Aim => Extract the complete listing and output it unchanged.

(Rows from a pointing dataset)
>>>
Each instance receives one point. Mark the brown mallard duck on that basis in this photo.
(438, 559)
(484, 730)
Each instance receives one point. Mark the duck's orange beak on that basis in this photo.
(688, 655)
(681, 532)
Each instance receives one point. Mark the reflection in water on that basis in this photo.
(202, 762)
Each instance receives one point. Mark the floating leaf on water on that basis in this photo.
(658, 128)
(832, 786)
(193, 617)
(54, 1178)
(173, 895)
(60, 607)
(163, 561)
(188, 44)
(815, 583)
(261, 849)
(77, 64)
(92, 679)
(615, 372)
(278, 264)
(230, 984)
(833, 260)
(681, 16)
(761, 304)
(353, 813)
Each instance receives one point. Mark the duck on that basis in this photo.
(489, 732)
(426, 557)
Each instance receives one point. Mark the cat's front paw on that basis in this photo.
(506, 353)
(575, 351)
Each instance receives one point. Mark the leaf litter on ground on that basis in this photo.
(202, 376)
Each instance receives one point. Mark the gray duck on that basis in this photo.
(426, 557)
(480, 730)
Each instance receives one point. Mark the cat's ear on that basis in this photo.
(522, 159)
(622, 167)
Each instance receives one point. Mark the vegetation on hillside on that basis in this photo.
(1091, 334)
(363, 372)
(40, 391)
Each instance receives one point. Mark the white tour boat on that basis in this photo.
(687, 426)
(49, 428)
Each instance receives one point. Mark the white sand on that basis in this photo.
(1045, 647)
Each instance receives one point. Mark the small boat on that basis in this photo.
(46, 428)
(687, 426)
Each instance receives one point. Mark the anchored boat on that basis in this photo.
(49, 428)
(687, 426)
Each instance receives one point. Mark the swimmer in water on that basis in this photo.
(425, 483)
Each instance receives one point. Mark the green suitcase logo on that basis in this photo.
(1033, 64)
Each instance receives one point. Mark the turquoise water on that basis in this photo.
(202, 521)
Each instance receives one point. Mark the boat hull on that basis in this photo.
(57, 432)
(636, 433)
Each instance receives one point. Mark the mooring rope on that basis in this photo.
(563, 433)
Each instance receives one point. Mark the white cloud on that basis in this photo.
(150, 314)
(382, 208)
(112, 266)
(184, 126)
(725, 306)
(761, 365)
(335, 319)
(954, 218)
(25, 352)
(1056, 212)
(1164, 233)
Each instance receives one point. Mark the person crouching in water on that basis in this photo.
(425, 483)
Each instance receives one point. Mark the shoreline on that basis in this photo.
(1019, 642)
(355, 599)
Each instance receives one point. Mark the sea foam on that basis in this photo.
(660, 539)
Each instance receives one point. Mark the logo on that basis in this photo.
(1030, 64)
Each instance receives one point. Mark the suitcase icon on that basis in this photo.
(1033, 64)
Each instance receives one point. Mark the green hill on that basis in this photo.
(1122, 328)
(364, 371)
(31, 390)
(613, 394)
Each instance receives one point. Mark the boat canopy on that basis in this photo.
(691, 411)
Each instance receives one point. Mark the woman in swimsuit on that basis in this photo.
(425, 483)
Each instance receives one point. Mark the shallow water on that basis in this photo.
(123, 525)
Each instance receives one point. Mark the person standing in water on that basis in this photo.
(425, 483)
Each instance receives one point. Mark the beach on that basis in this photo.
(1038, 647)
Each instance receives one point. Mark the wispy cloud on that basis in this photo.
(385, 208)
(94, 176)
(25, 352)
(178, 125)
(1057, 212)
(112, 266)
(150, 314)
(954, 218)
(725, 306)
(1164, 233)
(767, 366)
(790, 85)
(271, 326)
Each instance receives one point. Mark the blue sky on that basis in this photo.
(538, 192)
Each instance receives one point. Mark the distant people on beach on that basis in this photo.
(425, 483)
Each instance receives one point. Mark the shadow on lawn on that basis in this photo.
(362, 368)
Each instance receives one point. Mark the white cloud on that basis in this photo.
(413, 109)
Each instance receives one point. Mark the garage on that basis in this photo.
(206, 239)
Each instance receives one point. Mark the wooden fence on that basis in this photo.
<<<
Answer =>
Each instance receives one point. Mark the brown mallard duck on that basis in this photo.
(438, 559)
(484, 730)
Each instance receives one point. Mark the duck's orange beak on that basis in this photo.
(688, 655)
(681, 532)
Each instance receives one point. Mark the reflection in water on that basis in this photo.
(202, 762)
Each instance receives one point. Mark the floating leaf on water on that basis in this photo.
(658, 128)
(832, 786)
(193, 617)
(54, 1178)
(173, 895)
(60, 607)
(163, 561)
(188, 44)
(815, 583)
(261, 849)
(77, 64)
(92, 679)
(615, 372)
(278, 264)
(230, 984)
(833, 260)
(681, 16)
(761, 304)
(353, 813)
Each instance receives one point. Mark the duck on that basis in this photo.
(489, 732)
(426, 557)
Each instance receives one point. Mark the cat's front paw on that basis in this photo.
(506, 353)
(575, 351)
Each instance receives one point. Mark the leaf litter on ground on that basis in this photo.
(202, 376)
Each instance receives one point. Mark the gray duck on that basis in this photo.
(426, 557)
(480, 730)
Each instance receives one point. Mark the cat's ear on that basis in this photo.
(522, 159)
(622, 167)
Each instance receives one point. Mark the vegetation on hillside on that basis in this photo.
(1091, 334)
(363, 372)
(40, 391)
Each instance receives one point. Mark the white tour boat on that basis in this photo.
(687, 426)
(49, 428)
Each instance receives one point. Mark the white sand on that basis in this photo.
(1045, 647)
Each instance receives one point. Mark the small boat on that basis in this photo.
(46, 428)
(687, 426)
Each instance receives one point. Mark the anchored boat on that basis in this photo.
(49, 428)
(687, 426)
Each instance receives one point. Mark the swimmer in water on that basis in this photo.
(425, 483)
Each instance receives one point. Mark the green suitcase logo on that basis in this photo.
(1033, 64)
Each instance receives one point. Mark the turquoise water on that basis in this photo.
(202, 521)
Each instance receives one point. Mark the boat hull on that basis in this photo.
(57, 432)
(636, 433)
Each instance receives one point. Mark the mooring rope on that basis in this photo.
(563, 433)
Each instance receives one point. Mark the white cloud on that basis in this photo.
(150, 314)
(382, 208)
(112, 266)
(184, 126)
(725, 306)
(761, 365)
(335, 319)
(954, 218)
(25, 352)
(1056, 212)
(1164, 233)
Each instance receives one point. Mark the person crouching in water on that basis in this photo.
(425, 483)
Each instance receives one point. Mark the shoreline on that basis in this photo.
(1019, 642)
(355, 599)
Each instance receives one point. Mark the sea foam on that basis in this photo.
(660, 539)
Each instance receives one point. Mark the logo on that basis in this photo.
(1030, 64)
Each instance receives one point. Mark the suitcase icon on that basis in this photo.
(1033, 64)
Each instance receives one point. Mark the green hill on that basis in this photo.
(1122, 328)
(364, 371)
(31, 390)
(613, 394)
Each instance receives one point. Mark the boat canopy on that basis in this photo.
(691, 411)
Each instance receives one point. Mark the woman in swimsuit on that basis in this photo.
(425, 483)
Each instance receives one point. Mark the shallow water on that basis in this photo.
(123, 525)
Each instance receives one point. Mark the person standing in water on that basis in this photo.
(425, 483)
Each instance receives one point. Mark the beach on that basis in this photo.
(1038, 647)
Each instance receives one point. Mark the wispy cloud on that basis in this photo.
(385, 208)
(94, 176)
(25, 352)
(178, 125)
(1057, 212)
(112, 266)
(150, 314)
(954, 218)
(725, 306)
(1164, 233)
(767, 366)
(790, 85)
(271, 326)
Each instance receives one point. Mark the blue sky on that basis in this photo.
(538, 192)
Each instance receives one point. Mark the distant people on beach on that basis in this photo.
(425, 483)
Each instance receives one point. Mark the shadow on lawn on that basis in this photo.
(362, 368)
Each instance receives one point. Mark the white cloud on that basis in this photo.
(413, 109)
Each instance receives one point. Mark the garage on that basis in this photo.
(206, 239)
Each instance receives one point. Mark the wooden fence on that basis in this photo.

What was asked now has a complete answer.